**Required action**
Where an entry holds an image, leave the image out; otherwise reproduce the entry exactly.

Content starts

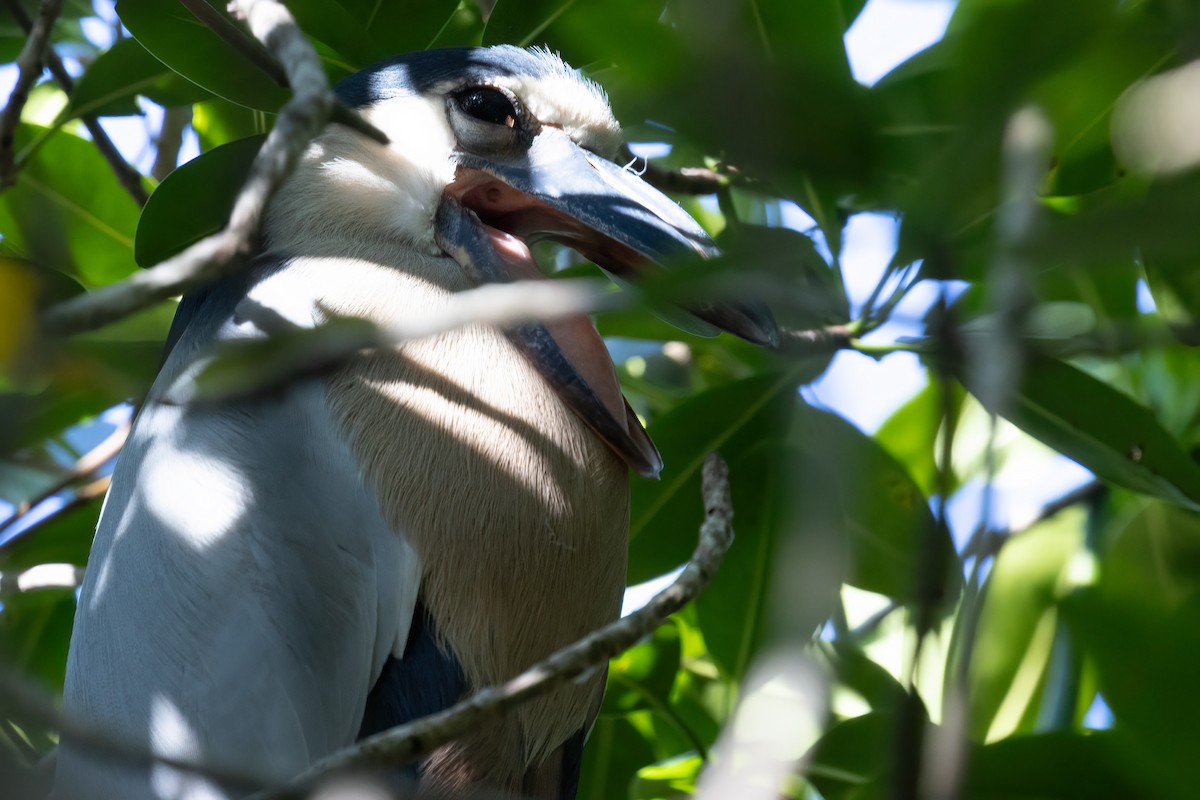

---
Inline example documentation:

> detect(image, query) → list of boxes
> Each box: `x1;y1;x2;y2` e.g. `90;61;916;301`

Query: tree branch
0;0;63;190
778;324;853;358
150;105;192;182
259;453;735;799
1;0;149;206
619;144;731;195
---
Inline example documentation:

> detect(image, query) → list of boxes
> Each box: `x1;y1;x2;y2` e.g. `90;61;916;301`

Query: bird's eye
456;87;518;128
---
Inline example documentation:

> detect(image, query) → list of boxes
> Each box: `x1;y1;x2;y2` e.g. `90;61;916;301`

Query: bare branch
778;324;853;358
260;453;735;799
0;0;64;189
39;0;335;336
150;106;192;182
619;144;730;195
1;0;149;206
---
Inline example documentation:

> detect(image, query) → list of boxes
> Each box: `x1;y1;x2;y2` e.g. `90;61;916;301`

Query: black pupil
459;88;516;127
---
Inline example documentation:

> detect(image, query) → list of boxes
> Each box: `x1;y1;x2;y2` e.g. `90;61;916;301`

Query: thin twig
619;144;732;195
778;324;853;358
260;453;735;799
40;0;333;336
0;420;129;537
1;0;149;206
0;0;63;189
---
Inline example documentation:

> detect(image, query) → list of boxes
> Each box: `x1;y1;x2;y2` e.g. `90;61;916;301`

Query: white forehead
490;50;623;157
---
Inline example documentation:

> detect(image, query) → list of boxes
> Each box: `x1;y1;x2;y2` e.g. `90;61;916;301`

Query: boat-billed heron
55;46;776;800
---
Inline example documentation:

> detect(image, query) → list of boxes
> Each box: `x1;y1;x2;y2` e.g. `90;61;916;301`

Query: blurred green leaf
875;376;963;497
967;507;1086;742
0;588;75;693
791;404;956;601
1064;586;1200;800
994;357;1200;510
309;0;462;57
965;731;1140;799
697;445;843;680
135;135;265;266
627;369;808;583
632;753;702;800
603;622;682;717
116;0;288;111
804;712;894;800
578;715;657;800
192;96;272;151
0;125;140;288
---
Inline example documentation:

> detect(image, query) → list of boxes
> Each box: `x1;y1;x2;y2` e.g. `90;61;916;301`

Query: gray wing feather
56;260;419;800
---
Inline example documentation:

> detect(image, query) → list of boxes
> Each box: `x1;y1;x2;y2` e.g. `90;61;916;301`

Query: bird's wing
56;261;420;800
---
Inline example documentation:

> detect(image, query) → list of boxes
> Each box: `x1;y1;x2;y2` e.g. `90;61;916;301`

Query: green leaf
965;731;1139;799
996;357;1200;510
791;404;956;601
116;0;288;112
427;1;485;49
715;224;850;329
62;37;209;121
696;445;844;680
0;588;76;693
627;369;806;584
0;125;140;288
483;0;583;49
823;640;907;716
967;507;1086;742
603;622;681;716
874;376;964;497
192;97;272;151
1064;587;1200;800
804;712;894;800
135;135;265;267
632;754;703;800
837;0;869;31
308;0;463;57
578;715;657;800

Content ends

**Output**
---
Inline example documentation:

> detect(image, query) → list of boxes
> Each box: `x1;y1;x2;y2` e.g. `90;61;916;301`

Query: tree branch
0;0;63;190
778;324;853;358
150;105;192;182
259;453;735;799
1;0;149;206
619;144;731;195
---
Inline example documentation:

> detect(image, query) → list of boxes
> Each box: `x1;y1;x2;y2` e.g. `90;61;916;301`

Query: bird's eye
456;87;518;128
---
Inline example documentation:

> detect(image, query) → list of boxes
> Each box: `x1;y1;x2;y2` e.g. `90;61;916;301`

Query: bare branch
778;324;853;358
260;453;735;799
0;0;64;189
39;0;335;336
150;106;192;182
619;144;730;195
1;0;149;206
---
Inline example documentation:

> detect(image, query) → list of boxes
> Each box: `x1;y1;x2;y2` e.g. `90;61;916;301`

Query: black pupil
459;88;516;127
---
Inline example documentation:

> detect(image, query) → list of boxes
> Each box: `x1;y1;x2;y2` e.g. `90;61;916;301`

Query: thin twig
619;144;732;195
778;324;853;358
260;453;735;799
40;0;333;336
0;420;129;537
1;0;149;206
0;0;63;189
---
Inline example documentation:

> detect(image, query) → list of boxes
> Each box: `x1;y1;x2;y2` e.g. `90;61;916;301`

Query: white forehead
490;50;623;157
---
Inline example documentation:

> detect(image, query) → list of boxes
> Each box: `x1;y1;x2;y2` e.g. `90;61;916;301`

Query: boat-billed heron
55;46;776;800
---
Inline example documentation:

> detect(image, query) → list of boxes
> Each box: `x1;y1;x2;y2` e.g. `90;61;916;301`

Query: blurred green leaf
875;376;963;497
967;507;1086;742
0;588;75;693
791;404;956;601
1064;586;1200;800
994;357;1200;510
309;0;462;57
965;731;1140;799
697;445;843;680
135;135;265;266
627;369;808;583
632;753;702;800
603;622;682;717
116;0;288;111
804;712;894;800
578;715;657;800
192;96;272;151
0;125;140;288
---
Inline example documentation:

> detect(image, query) → list of boxes
> Each box: `x1;y1;x2;y2` e.g. `90;61;916;301`

Query: gray wing feather
56;260;419;800
---
Inline example documentation:

> detect(image, query) → list of boxes
> Each box: `x1;y1;x2;y2` e.g. `90;61;916;301`

Query: bird's wing
56;261;420;800
---
Inline example documentation:

> detect(image, query) → list of boxes
> Each box: `x1;y1;x2;y2` e.g. `90;61;916;301`

Query: green leaf
965;731;1139;799
996;357;1200;510
791;404;956;601
116;0;288;112
427;1;485;49
715;224;850;329
62;37;209;121
696;445;844;680
0;588;76;693
627;369;806;584
0;125;140;288
483;0;583;49
823;640;907;716
967;507;1086;742
603;622;681;716
874;376;964;497
192;97;272;151
1064;587;1200;800
804;712;894;800
135;135;265;267
632;754;703;800
837;0;869;31
308;0;463;57
578;715;657;800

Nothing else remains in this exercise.